• WHAT YOU WILL DO
Arrange the lines from the one containing "Query: sandstone cliff" through the one containing "(1129, 307)", inclusive, as a JSON list of strings. Use one string per line and leave out blank lines.

(Source data)
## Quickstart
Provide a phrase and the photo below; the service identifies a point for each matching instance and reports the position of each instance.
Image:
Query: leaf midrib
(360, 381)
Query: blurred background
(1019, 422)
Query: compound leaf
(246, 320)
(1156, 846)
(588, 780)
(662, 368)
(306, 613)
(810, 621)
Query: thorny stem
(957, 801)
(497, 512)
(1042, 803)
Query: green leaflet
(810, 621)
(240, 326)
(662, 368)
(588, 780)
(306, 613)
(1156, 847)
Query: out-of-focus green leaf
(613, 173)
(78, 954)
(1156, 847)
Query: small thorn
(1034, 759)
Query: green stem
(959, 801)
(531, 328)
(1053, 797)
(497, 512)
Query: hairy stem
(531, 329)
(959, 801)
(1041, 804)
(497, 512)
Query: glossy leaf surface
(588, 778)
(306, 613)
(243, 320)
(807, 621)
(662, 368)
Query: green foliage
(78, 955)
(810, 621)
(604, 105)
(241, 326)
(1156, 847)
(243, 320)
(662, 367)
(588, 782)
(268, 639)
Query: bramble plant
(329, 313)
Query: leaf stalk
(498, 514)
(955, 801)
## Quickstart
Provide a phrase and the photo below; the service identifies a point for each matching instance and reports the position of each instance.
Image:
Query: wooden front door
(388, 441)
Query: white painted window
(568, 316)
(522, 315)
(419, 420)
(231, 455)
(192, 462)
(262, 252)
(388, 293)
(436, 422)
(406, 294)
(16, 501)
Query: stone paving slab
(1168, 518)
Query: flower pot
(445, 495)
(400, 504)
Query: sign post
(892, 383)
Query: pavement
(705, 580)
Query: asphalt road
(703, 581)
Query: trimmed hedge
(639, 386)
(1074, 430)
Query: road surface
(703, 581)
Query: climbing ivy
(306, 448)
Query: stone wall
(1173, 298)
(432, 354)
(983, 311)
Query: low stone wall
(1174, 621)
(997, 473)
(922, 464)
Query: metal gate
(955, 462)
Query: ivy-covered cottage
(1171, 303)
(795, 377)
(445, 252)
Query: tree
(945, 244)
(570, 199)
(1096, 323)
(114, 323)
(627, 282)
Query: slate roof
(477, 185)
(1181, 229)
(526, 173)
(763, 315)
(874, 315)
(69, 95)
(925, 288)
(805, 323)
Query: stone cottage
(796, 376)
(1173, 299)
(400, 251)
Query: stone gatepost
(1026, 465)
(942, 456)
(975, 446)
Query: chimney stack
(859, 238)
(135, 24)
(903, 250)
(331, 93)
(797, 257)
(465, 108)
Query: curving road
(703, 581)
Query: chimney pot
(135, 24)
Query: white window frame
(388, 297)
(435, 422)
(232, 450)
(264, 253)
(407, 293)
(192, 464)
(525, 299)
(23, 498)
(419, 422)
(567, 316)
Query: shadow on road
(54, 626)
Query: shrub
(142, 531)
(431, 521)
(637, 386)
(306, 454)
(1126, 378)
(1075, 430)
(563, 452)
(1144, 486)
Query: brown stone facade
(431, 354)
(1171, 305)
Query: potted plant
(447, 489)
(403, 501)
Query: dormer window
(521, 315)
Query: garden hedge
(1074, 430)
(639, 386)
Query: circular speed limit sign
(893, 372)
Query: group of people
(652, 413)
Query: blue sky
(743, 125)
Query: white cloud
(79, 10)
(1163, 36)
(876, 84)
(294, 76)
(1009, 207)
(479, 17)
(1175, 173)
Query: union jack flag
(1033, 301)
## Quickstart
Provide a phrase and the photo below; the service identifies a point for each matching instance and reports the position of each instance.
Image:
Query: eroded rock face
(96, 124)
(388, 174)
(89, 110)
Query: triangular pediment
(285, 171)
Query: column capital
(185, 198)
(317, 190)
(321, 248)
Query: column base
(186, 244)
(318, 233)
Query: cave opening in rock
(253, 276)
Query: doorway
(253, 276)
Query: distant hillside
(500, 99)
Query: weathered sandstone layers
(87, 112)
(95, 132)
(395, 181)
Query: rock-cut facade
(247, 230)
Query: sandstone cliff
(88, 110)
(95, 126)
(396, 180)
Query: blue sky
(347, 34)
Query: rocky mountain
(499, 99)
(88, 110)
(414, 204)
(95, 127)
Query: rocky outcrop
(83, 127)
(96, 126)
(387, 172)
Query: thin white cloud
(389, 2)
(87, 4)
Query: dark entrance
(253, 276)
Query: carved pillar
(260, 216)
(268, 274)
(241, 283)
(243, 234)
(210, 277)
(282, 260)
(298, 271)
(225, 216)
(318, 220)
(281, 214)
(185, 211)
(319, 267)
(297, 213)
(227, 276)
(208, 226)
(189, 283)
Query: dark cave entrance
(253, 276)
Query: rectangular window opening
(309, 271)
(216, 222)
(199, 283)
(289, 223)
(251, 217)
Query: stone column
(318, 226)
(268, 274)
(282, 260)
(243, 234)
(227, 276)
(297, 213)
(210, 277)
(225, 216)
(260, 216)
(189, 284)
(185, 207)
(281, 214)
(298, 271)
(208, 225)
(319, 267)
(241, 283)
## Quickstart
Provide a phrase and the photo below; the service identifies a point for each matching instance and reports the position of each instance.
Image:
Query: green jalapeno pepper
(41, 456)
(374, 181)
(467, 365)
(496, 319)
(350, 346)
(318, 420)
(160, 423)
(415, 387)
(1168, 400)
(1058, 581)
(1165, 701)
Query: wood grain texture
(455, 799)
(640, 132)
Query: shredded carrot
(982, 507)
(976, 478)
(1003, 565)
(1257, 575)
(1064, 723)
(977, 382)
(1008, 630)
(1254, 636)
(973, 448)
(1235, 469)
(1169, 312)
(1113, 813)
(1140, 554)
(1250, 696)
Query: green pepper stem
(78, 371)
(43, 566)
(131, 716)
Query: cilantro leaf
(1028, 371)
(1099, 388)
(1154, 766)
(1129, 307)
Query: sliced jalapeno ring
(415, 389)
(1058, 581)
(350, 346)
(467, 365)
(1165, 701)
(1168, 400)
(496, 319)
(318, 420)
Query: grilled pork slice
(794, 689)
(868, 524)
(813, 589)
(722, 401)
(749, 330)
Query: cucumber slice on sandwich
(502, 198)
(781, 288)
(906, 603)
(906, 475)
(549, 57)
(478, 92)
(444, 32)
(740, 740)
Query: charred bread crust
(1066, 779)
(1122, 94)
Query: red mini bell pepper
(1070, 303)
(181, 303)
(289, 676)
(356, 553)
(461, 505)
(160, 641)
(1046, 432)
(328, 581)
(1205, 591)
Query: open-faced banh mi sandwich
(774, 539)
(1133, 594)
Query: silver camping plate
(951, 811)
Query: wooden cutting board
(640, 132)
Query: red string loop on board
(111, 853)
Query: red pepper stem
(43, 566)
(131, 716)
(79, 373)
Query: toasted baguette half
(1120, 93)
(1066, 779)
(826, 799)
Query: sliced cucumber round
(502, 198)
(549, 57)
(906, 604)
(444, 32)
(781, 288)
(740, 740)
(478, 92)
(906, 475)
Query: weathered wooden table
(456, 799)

• THE RESULT
[
  "Query: sandstone cliff",
  "(88, 110)",
  "(95, 126)",
  "(396, 180)",
  "Query: blue sky",
  "(347, 34)",
  "Query: rocky mountain",
  "(499, 99)",
  "(88, 110)",
  "(414, 204)",
  "(95, 127)",
  "Query: rocky outcrop",
  "(83, 127)",
  "(96, 126)",
  "(387, 172)",
  "Query: thin white cloud",
  "(389, 2)",
  "(87, 4)",
  "Query: dark entrance",
  "(253, 276)",
  "Query: carved pillar",
  "(260, 216)",
  "(268, 274)",
  "(241, 283)",
  "(243, 234)",
  "(210, 277)",
  "(282, 260)",
  "(298, 271)",
  "(225, 216)",
  "(318, 220)",
  "(281, 214)",
  "(185, 211)",
  "(319, 267)",
  "(297, 213)",
  "(227, 276)",
  "(208, 226)",
  "(189, 283)",
  "Query: dark cave entrance",
  "(253, 276)",
  "Query: rectangular window opening",
  "(309, 271)",
  "(216, 222)",
  "(199, 283)",
  "(289, 223)",
  "(251, 217)",
  "Query: stone column",
  "(318, 226)",
  "(268, 274)",
  "(282, 260)",
  "(243, 234)",
  "(227, 276)",
  "(297, 213)",
  "(210, 277)",
  "(225, 216)",
  "(260, 216)",
  "(189, 284)",
  "(185, 207)",
  "(281, 214)",
  "(298, 271)",
  "(208, 225)",
  "(319, 267)",
  "(241, 283)",
  "## Quickstart",
  "Provide a phrase and the photo below; the service identifies a point for each matching instance and reports the position of each instance.",
  "Image:",
  "Query: green jalapeno pepper",
  "(41, 456)",
  "(374, 181)",
  "(467, 365)",
  "(496, 319)",
  "(350, 346)",
  "(318, 420)",
  "(160, 423)",
  "(415, 387)",
  "(1168, 400)",
  "(1058, 581)",
  "(1165, 701)",
  "Query: wood grain texture",
  "(455, 799)",
  "(640, 132)",
  "Query: shredded carrot",
  "(982, 507)",
  "(976, 478)",
  "(1003, 565)",
  "(1257, 575)",
  "(1064, 723)",
  "(977, 382)",
  "(1008, 630)",
  "(1254, 636)",
  "(973, 448)",
  "(1235, 469)",
  "(1169, 312)",
  "(1113, 813)",
  "(1140, 554)",
  "(1250, 696)",
  "Query: green pepper stem",
  "(78, 371)",
  "(43, 566)",
  "(131, 716)",
  "Query: cilantro leaf",
  "(1028, 371)",
  "(1099, 388)",
  "(1154, 766)",
  "(1129, 307)"
]